--- DATASET ENTRIES Enclosed Below ---

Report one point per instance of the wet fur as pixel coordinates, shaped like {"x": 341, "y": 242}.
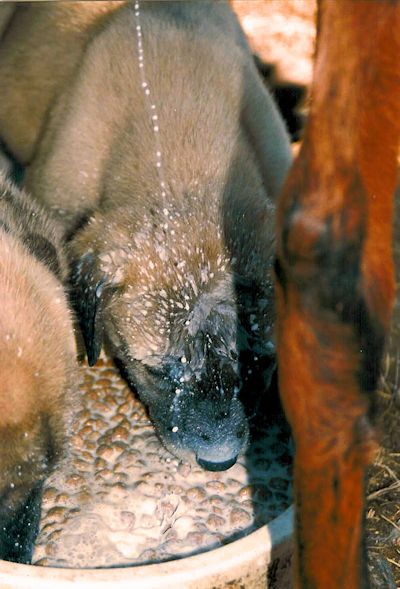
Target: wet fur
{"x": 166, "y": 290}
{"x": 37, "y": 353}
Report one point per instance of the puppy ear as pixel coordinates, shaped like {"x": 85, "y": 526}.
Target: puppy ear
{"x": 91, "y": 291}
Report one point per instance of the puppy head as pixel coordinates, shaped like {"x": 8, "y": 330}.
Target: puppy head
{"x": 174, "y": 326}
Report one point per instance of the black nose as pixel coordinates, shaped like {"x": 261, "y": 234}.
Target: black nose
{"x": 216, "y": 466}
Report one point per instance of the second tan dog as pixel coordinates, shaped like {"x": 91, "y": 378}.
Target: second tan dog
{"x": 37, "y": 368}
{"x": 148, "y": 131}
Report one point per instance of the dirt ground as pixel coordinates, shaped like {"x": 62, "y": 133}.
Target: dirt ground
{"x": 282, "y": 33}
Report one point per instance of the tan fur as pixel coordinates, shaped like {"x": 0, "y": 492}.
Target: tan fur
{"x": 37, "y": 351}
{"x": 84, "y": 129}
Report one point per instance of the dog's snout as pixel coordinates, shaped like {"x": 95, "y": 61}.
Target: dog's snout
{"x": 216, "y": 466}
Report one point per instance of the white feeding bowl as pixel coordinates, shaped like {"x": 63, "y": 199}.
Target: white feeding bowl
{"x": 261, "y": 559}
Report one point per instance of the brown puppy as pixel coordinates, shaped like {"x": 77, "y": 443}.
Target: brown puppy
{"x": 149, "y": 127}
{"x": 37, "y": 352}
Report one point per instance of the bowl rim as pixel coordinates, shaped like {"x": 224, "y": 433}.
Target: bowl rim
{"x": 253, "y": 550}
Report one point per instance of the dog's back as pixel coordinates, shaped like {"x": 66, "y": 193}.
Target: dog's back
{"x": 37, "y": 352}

--- End of Enclosed DATASET ENTRIES ---

* **REQUIREMENT**
Quote the data exactly, leaving every image out of the copy.

* **RESULT BELOW**
Report one point per instance of the wet fur as pixel coordinates, shaped like {"x": 341, "y": 242}.
Target: wet fur
{"x": 166, "y": 290}
{"x": 37, "y": 353}
Report one point per instance of the puppy ear as pixel coordinates, shaped like {"x": 85, "y": 526}.
Target: puppy ear
{"x": 91, "y": 291}
Report one point per instance of the puppy head as pixel coordinates, shaped like {"x": 8, "y": 330}.
Target: puppy head
{"x": 174, "y": 326}
Report one point per instance of the black nose as pixel coordinates, shaped like {"x": 261, "y": 234}.
Target: black nose
{"x": 216, "y": 466}
Report one point per instance of the second tan dog as pixel coordinates, shaped like {"x": 91, "y": 378}.
Target: second tan dog
{"x": 37, "y": 368}
{"x": 148, "y": 131}
Report one point per instance of the dirt ground as pixel coordinates, shaped like {"x": 62, "y": 133}.
Target: dirt ground
{"x": 282, "y": 33}
Report one point per instance of the tan fur as pixel coordinates, shaped like {"x": 0, "y": 492}.
Target: tan fur
{"x": 37, "y": 351}
{"x": 84, "y": 129}
Report one point per instance of the dog's snout as pixel coordinates, shaped like {"x": 95, "y": 61}.
Target: dog's snout
{"x": 216, "y": 466}
Report one point per instance of the white feeding bowl as pixel coordinates, shaped like {"x": 63, "y": 199}.
Target: white feeding bowl
{"x": 261, "y": 559}
Report one point per instance of the brown puppy as pixel coordinates, shaped like {"x": 77, "y": 443}.
Target: brown puppy
{"x": 149, "y": 127}
{"x": 37, "y": 352}
Report one point per instance of the bowl rim as pixel coordinates, shaped like {"x": 224, "y": 433}.
Target: bowl rim
{"x": 253, "y": 550}
Report one point per instance of the dog's back as pixel coordinates, shaped like {"x": 66, "y": 193}.
Target: dog's back
{"x": 37, "y": 352}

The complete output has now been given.